__PERINTAH TUGAS 1__
Salin kembali tanpa perubahan baris-baris dalam daftar, mulai dari baris yang memuat "Outline submerged rock." dan berakhir pada baris yang memuat "216,190,1280,720".

Kesultanan Banten: Sejarah, Pendiri, Raja-Raja, Masa Kejayaan, Kemunduran, dan Peninggalan

Kesultanan Banten adalah sebuah kerajaan Islam yang pernah berdiri di wilayah Banten, Indonesia. Kerajaan Banten adalah salah satu kerajaan Islam di Pulau Jawa yang pernah menjadi penguasa jalur pelayaran dan perdagangan. Pendirinya Syarif Hidayatullah atau dikenal sebagai Sunan Gunung Jati pada 1525 M.

Kesultanan Banten: Sejarah, Pendiri, Raja-Raja, Masa Kejayaan, Kemunduran, dan Peninggalan
Situs Istana Surosoan yang merupakan Kediaman para Sultan Banten, dari Sultan Maulana Hasanuddin hingga Sultan Haji
Sejarah Berdirinya Kerajaan Banten

Secara tertulis, berita-berita tentang Banten tidak banyak tercatat dalam sejarah sebelum abad ke XVI, konon pada mulanya Banten masih merupakan bagian dari kekuasaan Kerajaan Sunda.

Penguasa Banten pada saat itu adalah Prabu Pucuk Umum, Putera dari Prabu Sidaraja Pajajaran dengan pusat Pemerintahannya bertempat di Banten Girang (±3 Km di Selatan Kota Serang).

Islam mulai masuk ke Banten Pada abad ke VI dibawa oleh sunan Gunung Jati atau Syech Syarifudin Hidayatullah yang secara berangsur-angsur mengembangkan Agama Islam di Banten dan sekitarnya serta dapat menaklukan pemerintahan Prabu Pucuk Umum (Tahun 1524-1525  M).

Setelah proses penaklukan tersebut, Beliau mendirikan Kerajaan/Kesultanan Islam di Banten dengan mengangkat puteranya yang bernama Maulana Hasanuddin sekaligus menjadi Raja / Sultan Banten  pertama yang berkuasa selama 18 tahun (Tahun 1552-1570 M). Atas prakarsa Sunan Gunung Jati, pusat pemerintahan yang semula bertempat di Banten Girang dipindahkan ke Surosowan Banten lama (Banten lor) yang terletak kurang lebih10 Km di sebelah Utara Kota Serang.

Sesudah penaklukan tersebut, Maulana Hasanuddin mendirikan benteng pertahanan yang dinamakan Surosowan, yang kemudian dijadikan pusat pemerintahan sesudah Banten dijadikan kesultanan yang berdiri sendiri. Selama hampir 3 masa zaman Kesultanan Banten mampu bertahan bahkan mencapai kejayaan yang luar biasa, yang diwaktu bersamaan penjajah dari Eropa telah berdatangan dan menanamkan pengaruhnya.

__PERINTAH TUGAS 2__
Jawablah pertanyaan berikut berdasarkan teks tentang Kesultanan Banten.
(a) Pada tahun berapa Sunan Gunung Jati mendirikan Kesultanan Banten?
(b) Siapa penguasa Banten yang pemerintahannya ditaklukkan oleh Sunan Gunung Jati?
(c) Ke mana pusat pemerintahan dipindahkan dari Banten Girang?

Entri data hasil ekstraksi

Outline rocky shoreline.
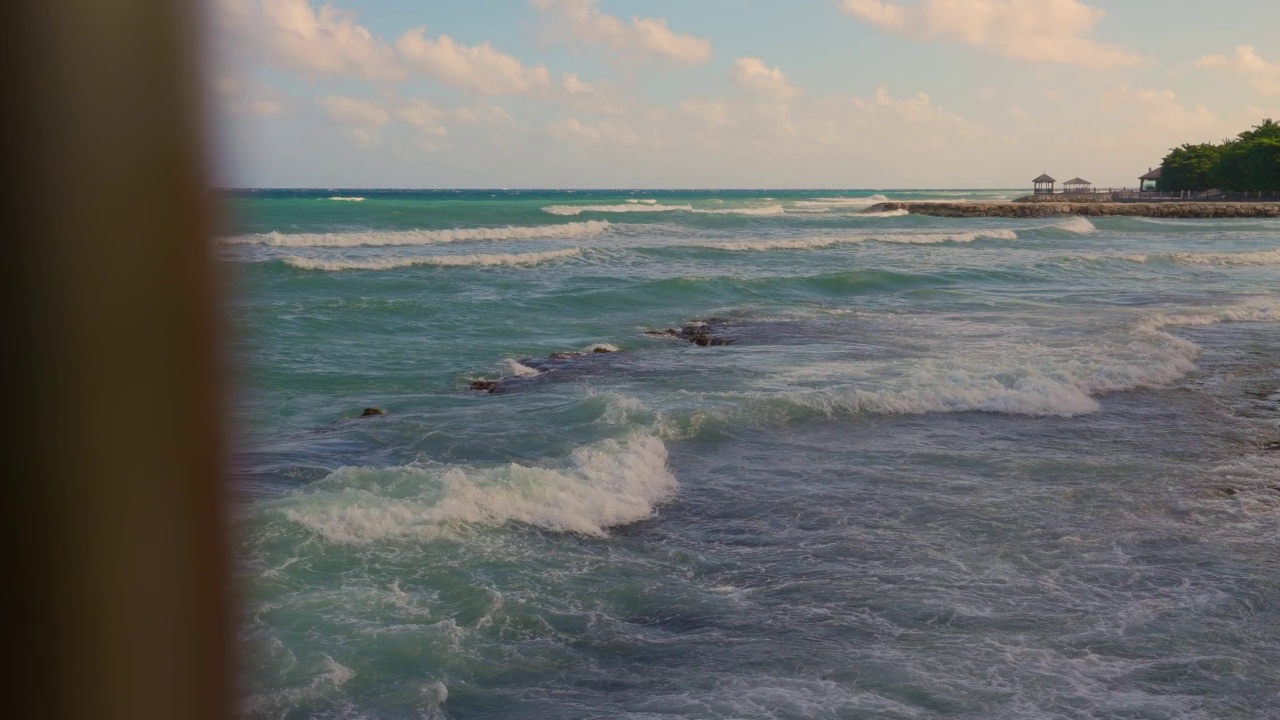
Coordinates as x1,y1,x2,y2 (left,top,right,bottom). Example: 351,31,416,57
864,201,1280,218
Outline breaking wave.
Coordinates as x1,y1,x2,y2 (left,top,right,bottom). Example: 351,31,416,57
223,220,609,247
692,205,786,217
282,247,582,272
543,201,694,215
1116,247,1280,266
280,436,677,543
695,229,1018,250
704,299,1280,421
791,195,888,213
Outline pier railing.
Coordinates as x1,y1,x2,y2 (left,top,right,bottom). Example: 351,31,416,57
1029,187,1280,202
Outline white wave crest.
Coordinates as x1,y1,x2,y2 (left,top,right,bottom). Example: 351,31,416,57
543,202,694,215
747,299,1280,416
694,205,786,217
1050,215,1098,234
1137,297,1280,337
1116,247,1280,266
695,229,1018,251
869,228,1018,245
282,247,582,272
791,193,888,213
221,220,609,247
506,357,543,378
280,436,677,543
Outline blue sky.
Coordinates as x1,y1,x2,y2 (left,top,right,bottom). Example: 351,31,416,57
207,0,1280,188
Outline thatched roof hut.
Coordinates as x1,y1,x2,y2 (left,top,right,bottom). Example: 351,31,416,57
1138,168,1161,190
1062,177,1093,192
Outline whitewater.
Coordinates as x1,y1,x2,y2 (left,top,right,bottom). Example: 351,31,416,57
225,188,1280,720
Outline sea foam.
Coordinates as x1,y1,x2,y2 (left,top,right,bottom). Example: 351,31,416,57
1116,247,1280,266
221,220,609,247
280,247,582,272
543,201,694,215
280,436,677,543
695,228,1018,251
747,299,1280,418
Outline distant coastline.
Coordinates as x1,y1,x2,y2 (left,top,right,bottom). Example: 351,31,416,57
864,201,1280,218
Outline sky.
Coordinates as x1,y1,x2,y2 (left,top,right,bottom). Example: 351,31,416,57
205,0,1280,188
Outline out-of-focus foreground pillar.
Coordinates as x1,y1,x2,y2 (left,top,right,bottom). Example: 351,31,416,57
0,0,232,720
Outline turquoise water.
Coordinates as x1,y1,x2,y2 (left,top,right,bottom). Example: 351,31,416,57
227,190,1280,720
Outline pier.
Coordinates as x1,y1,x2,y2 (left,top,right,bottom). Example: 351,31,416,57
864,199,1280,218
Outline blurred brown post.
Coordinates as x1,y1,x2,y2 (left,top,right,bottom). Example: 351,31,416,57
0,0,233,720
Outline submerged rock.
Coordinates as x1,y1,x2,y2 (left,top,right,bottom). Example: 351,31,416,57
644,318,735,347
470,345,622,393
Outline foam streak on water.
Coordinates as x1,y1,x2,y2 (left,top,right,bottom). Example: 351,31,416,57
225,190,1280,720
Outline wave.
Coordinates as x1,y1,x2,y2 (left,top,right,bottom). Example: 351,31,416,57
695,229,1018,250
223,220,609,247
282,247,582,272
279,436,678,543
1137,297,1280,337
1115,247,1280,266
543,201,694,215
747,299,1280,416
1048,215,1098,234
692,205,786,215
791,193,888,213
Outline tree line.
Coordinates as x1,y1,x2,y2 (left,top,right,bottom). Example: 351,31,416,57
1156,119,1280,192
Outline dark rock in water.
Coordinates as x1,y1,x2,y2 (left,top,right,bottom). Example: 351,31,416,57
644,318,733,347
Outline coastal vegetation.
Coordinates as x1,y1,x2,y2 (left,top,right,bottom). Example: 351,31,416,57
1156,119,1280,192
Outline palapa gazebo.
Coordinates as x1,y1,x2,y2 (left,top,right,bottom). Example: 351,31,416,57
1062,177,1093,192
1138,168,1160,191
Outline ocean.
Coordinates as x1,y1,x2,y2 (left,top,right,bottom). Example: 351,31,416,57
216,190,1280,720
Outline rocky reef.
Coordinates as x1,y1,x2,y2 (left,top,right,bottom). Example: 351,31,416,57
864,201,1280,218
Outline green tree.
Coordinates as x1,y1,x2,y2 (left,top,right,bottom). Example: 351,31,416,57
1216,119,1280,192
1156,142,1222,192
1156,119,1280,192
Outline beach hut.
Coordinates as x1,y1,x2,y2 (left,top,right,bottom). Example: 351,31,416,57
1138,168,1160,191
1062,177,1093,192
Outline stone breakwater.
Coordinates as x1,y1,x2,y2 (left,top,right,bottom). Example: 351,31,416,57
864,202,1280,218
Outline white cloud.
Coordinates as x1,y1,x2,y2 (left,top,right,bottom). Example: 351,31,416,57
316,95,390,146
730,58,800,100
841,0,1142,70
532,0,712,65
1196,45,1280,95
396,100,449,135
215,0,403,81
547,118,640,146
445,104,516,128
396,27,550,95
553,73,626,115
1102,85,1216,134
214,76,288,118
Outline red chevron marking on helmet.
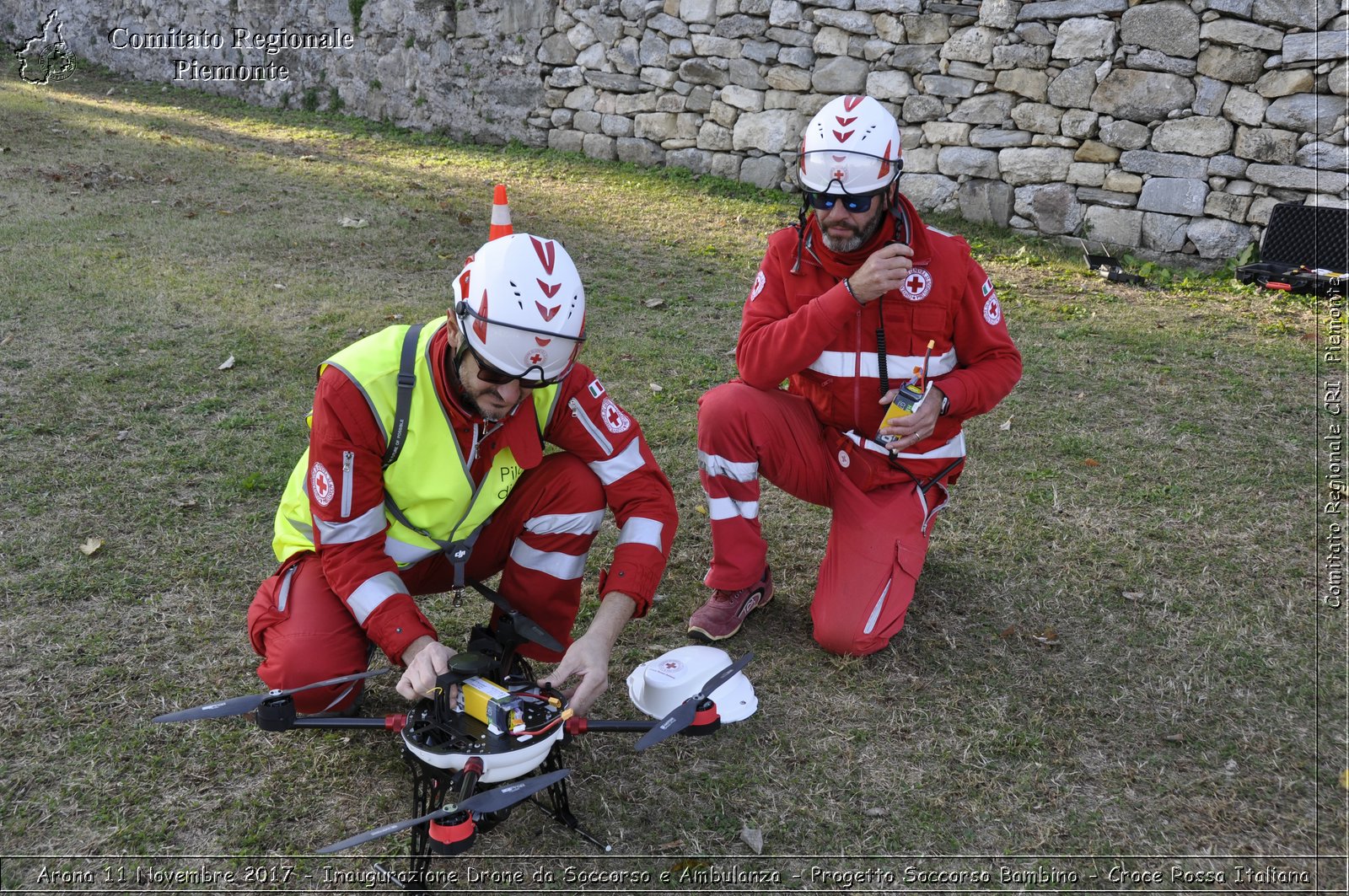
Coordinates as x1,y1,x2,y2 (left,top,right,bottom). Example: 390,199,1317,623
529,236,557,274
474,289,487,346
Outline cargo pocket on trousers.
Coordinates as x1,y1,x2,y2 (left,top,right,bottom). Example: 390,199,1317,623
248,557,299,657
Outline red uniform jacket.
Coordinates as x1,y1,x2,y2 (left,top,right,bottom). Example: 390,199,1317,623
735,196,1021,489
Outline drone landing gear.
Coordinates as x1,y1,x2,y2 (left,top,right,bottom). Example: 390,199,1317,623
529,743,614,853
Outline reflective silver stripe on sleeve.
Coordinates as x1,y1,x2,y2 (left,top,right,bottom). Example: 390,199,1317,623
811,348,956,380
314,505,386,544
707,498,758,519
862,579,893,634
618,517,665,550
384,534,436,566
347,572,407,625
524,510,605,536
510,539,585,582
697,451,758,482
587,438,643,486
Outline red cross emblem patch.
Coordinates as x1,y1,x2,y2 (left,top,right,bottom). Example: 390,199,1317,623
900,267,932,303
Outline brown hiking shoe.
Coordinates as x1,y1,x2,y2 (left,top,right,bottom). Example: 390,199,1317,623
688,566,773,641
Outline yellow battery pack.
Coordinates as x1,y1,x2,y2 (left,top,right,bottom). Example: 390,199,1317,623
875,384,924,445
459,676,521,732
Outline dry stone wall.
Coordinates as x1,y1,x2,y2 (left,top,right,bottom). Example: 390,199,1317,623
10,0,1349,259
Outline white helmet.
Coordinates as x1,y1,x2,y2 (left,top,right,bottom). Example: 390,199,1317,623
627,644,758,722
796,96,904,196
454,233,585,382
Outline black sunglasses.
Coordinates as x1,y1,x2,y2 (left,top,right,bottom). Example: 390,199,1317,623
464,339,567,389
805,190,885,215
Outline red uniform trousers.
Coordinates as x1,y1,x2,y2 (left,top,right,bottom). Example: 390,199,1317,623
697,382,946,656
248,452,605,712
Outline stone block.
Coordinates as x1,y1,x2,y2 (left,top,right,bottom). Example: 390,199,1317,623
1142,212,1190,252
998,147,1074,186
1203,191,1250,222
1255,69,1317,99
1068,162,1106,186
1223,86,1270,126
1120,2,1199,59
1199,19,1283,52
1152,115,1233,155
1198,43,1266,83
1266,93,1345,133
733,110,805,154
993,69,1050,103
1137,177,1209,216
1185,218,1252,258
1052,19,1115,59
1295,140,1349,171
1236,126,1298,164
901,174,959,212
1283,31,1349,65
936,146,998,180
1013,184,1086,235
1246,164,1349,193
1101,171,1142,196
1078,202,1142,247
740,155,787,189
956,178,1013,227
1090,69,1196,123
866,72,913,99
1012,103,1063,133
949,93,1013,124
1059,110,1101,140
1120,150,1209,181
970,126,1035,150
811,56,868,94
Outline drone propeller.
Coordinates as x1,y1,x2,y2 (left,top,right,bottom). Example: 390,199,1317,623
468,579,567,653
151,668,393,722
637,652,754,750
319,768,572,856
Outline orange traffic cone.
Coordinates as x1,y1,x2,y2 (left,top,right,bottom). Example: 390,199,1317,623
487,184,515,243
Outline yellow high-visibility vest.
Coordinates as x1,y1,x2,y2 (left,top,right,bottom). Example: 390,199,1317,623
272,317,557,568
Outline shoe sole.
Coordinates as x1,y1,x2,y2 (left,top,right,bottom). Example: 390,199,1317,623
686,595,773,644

__JAWABAN LENGKAP 1__
Outline submerged rock.
Coordinates as x1,y1,x2,y2 (left,top,right,bottom). Example: 351,31,416,57
644,318,735,347
470,345,622,393
Outline foam streak on water.
Coordinates as x1,y1,x2,y2 (left,top,right,bottom). Example: 351,31,416,57
225,190,1280,720
Outline wave.
Coordinates as x1,y1,x2,y2 (left,top,right,bottom). Example: 351,31,416,57
695,229,1018,250
223,220,609,247
282,247,582,272
279,436,678,543
1137,297,1280,337
1115,247,1280,266
543,201,694,215
747,299,1280,416
1048,215,1098,234
692,205,786,215
791,193,888,213
Outline tree line.
Coordinates as x1,y1,x2,y2 (left,top,right,bottom). Example: 351,31,416,57
1156,119,1280,192
Outline dark rock in water.
Coordinates as x1,y1,x2,y2 (left,top,right,bottom). Example: 351,31,416,57
644,318,733,347
Outline coastal vegetation.
Coordinates as x1,y1,x2,y2 (left,top,right,bottom). Example: 351,31,416,57
1156,119,1280,192
Outline palapa gazebo.
Coordinates as x1,y1,x2,y2 (left,top,right,bottom). Example: 351,31,416,57
1062,177,1093,192
1138,168,1160,191
Outline ocean.
Coordinates as x1,y1,x2,y2 (left,top,right,bottom). Example: 351,31,416,57
216,190,1280,720

__JAWABAN LENGKAP 2__
(a) Pada tahun 1525 M.
(b) Prabu Pucuk Umum.
(c) Ke Surosowan Banten lama (Banten lor).